START RECORDED DATA

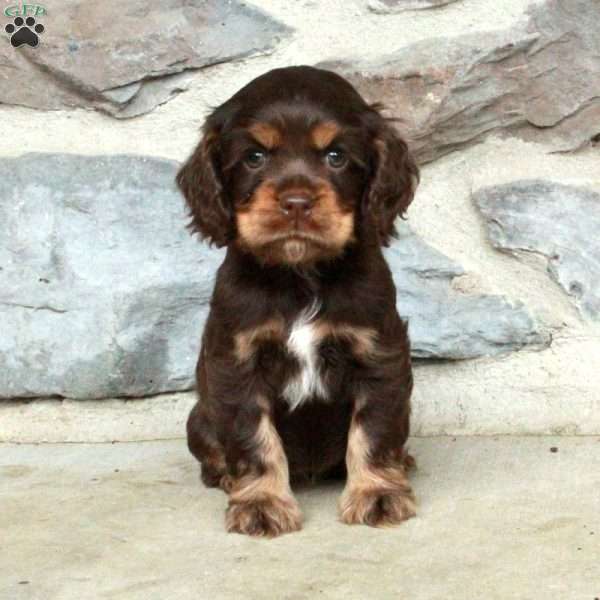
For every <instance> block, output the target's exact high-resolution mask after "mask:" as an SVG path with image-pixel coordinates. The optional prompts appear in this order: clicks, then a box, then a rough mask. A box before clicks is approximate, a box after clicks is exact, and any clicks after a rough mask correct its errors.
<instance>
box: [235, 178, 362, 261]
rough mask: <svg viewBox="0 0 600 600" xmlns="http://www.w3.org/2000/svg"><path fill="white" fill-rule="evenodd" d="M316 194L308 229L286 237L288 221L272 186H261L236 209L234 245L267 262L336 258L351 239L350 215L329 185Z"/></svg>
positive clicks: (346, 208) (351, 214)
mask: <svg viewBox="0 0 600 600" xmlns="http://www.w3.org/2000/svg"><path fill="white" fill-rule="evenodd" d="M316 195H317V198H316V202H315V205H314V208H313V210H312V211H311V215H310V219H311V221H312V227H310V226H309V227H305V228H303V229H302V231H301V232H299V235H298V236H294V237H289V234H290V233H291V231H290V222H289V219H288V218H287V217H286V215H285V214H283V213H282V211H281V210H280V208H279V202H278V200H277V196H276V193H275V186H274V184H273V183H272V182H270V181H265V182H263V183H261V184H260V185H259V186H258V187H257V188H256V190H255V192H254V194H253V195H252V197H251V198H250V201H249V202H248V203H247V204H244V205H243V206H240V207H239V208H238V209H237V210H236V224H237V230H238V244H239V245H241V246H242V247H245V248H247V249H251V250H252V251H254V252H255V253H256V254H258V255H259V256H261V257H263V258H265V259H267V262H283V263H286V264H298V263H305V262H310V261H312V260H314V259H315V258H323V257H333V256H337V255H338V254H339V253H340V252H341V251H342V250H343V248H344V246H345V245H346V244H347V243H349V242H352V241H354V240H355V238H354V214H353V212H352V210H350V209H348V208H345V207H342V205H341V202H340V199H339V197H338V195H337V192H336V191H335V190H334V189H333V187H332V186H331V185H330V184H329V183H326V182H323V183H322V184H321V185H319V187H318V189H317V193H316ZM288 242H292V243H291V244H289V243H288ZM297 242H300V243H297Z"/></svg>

END RECORDED DATA
START RECORDED DATA

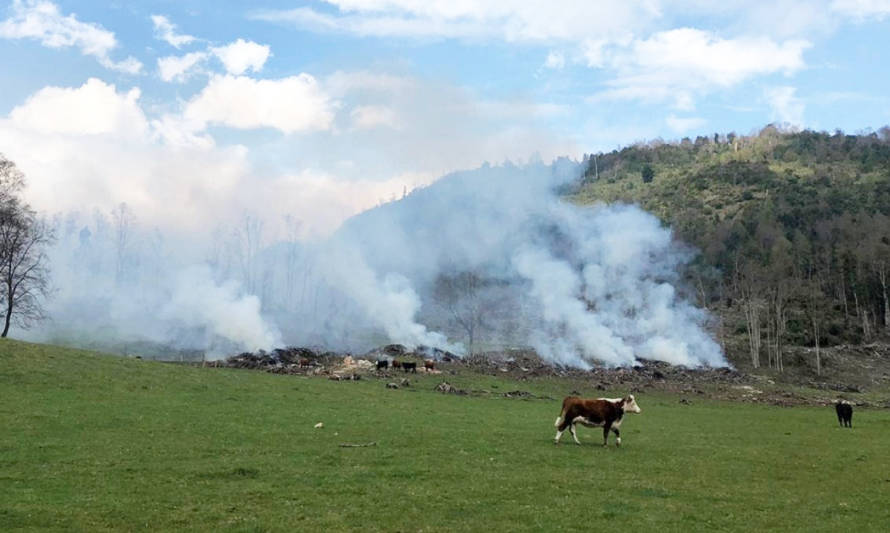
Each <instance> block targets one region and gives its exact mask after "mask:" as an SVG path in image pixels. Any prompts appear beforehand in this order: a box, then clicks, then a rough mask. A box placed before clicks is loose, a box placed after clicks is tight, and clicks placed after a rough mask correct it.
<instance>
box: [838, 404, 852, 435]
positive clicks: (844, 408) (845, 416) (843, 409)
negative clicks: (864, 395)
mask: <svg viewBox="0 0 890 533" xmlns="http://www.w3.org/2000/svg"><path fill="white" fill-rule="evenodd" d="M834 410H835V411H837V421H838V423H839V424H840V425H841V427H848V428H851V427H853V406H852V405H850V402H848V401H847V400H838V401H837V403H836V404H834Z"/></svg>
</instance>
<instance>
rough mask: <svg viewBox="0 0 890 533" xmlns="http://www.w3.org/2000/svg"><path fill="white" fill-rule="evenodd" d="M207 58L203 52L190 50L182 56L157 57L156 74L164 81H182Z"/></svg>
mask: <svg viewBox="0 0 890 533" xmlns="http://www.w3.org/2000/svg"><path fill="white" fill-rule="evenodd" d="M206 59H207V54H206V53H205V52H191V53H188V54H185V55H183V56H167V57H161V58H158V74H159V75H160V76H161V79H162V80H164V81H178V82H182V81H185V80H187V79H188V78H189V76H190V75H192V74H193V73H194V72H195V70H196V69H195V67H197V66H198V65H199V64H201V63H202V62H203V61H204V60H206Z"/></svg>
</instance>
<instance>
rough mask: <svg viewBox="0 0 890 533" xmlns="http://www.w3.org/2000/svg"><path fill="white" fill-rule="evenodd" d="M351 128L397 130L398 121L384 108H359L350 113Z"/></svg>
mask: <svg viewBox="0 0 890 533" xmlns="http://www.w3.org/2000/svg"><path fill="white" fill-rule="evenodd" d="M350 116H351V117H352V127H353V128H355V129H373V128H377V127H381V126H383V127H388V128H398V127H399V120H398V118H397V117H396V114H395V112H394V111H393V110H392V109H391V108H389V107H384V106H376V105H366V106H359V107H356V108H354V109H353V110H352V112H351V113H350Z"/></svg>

END RECORDED DATA

PROBLEM REQUIREMENTS -
Duplicate the lines above, from the line with "For every <instance>" up to and including the line with "positive clicks: (346, 208) (351, 214)".

EXPECTED ANSWER -
For every <instance> block, output the target's exact high-resolution mask after "mask:" as an SVG path with image-pixel coordinates. The optional prompts appear in this order: clicks, then a box, then a rough mask. A box before clicks is approximate, a box after clicks is exact, and any clicks after a rough mask correct its errors.
<instance>
box: [235, 178, 362, 261]
rough mask: <svg viewBox="0 0 600 600" xmlns="http://www.w3.org/2000/svg"><path fill="white" fill-rule="evenodd" d="M316 194L308 229L286 237L288 221L272 186H261L236 209L234 245L267 262L336 258L351 239L350 215L329 185Z"/></svg>
positive clicks: (346, 208) (351, 214)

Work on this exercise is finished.